OBJECTIVE
Reproduce the part of the Kerala High Court judgment starting with "AGAINST THE ORDER/JUDGMENT IN SC.279/2000" and going on through "FOLLOWING: K.HEMA ,J.", word for word.

PASSAGE
※ ※ ※
Kerala High Court Against The Order/Judgment In … vs By Advs.Sri.B.Mohanlal on 29 June, 2011
IN THE HIGH COURT OF KERALA AT ERNAKULAM PRESENT:
THE HONOURABLE MRS.JUSTICE K.HEMA
FRIDAY, THE 1ST DAY OF JULY 2011/10TH ASHADAH 1933 CRL.A.No. 1569 of 2003 ( )
AGAINST THE ORDER/JUDGMENT IN SC.279/2000 of ADDL.DISTRICT COURT (ADHOC), ALAPPUZHA
AGAINST THE ORDER/JUDGMENT IN CP.35/1998 of J.F.C.M. COURT, KAYAMKULAM IN CRIME NO.142/98 OF THE KAREELAKULANGARA POLICE STATION APPELLANTS/ACCUSED 1 & 2:
1. PRASAD, S/O.KUNJUMON,
2. PRADEEP, S/O. SIVARAMAN,
STATE OF KERALA REPRESENTED BY
THE SUB INSPECTOR OF POLICE,
KAREELAKULANGARA POLICE STATION,
ALAPPUZHA DISTRICT THROUGH THE
PUBLIC PROSECUTOR, HIGH COURT OF KERALA, ERNAKULAM.
BY SRI.NIKHIL SANKAR,AMICUS CURIAE
PUBLIC PROSECUTOR SRI. K.S SIVAKUMAR
THIS CRIMINAL APPEAL HAVING BEEN FINALLY HEARD ON 01-07-2011, THE COURT ON THE SAME DAY DELIVERED THE FOLLOWING: K.HEMA ,J.
Crl.A No. 1569 of 2003
Dated this the 29th June, 2011
J U D G M E N T
Appellants are accused nos.1 and 2 in a Sessions Case. They were tried along with accused Nos. 3 to 7 by the Additional Sessions Court for offences under Sections 8 and 55 (g) of Abkari Act and Sections 143, 147, 148, 506, 353 and 149 of Indian Penal Code (‘IPC’ for short). After the trial, accused nos.1 and 2 alone were convicted for offences under Sections 143, 148, 353 and 506 of Indian Penal Code.
※ ※ ※
SUPPLIED RECORDS

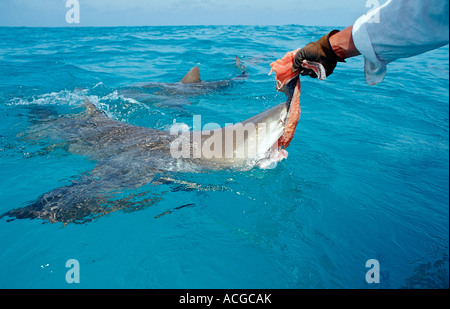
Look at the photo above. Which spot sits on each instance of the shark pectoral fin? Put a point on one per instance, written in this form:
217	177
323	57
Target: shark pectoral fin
193	76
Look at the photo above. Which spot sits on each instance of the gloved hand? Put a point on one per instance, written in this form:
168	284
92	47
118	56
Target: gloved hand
319	51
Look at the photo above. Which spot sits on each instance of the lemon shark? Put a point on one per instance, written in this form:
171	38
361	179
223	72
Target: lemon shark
129	157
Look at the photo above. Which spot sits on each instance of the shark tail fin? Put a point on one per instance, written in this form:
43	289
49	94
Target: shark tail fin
193	76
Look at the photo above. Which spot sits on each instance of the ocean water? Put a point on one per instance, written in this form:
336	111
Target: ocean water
367	175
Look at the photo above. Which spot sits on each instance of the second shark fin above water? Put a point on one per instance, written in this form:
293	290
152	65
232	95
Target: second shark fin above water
193	76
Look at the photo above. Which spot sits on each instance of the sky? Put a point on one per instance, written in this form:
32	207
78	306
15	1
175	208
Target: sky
52	13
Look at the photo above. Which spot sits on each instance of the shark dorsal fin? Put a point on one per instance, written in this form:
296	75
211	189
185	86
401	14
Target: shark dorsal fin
193	76
240	65
90	107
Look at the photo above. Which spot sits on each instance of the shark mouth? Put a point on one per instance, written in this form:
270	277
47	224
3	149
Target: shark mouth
288	82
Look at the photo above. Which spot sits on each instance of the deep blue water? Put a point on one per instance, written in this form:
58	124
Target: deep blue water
367	175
※ ※ ※
RESULT FOR THIS TASK
AGAINST THE ORDER/JUDGMENT IN SC.279/2000 of ADDL.DISTRICT COURT (ADHOC), ALAPPUZHA
AGAINST THE ORDER/JUDGMENT IN CP.35/1998 of J.F.C.M. COURT, KAYAMKULAM IN CRIME NO.142/98 OF THE KAREELAKULANGARA POLICE STATION APPELLANTS/ACCUSED 1 & 2:
1. PRASAD, S/O.KUNJUMON,
2. PRADEEP, S/O. SIVARAMAN,
STATE OF KERALA REPRESENTED BY
THE SUB INSPECTOR OF POLICE,
KAREELAKULANGARA POLICE STATION,
ALAPPUZHA DISTRICT THROUGH THE
PUBLIC PROSECUTOR, HIGH COURT OF KERALA, ERNAKULAM.
BY SRI.NIKHIL SANKAR,AMICUS CURIAE
PUBLIC PROSECUTOR SRI. K.S SIVAKUMAR
THIS CRIMINAL APPEAL HAVING BEEN FINALLY HEARD ON 01-07-2011, THE COURT ON THE SAME DAY DELIVERED THE FOLLOWING: K.HEMA ,J.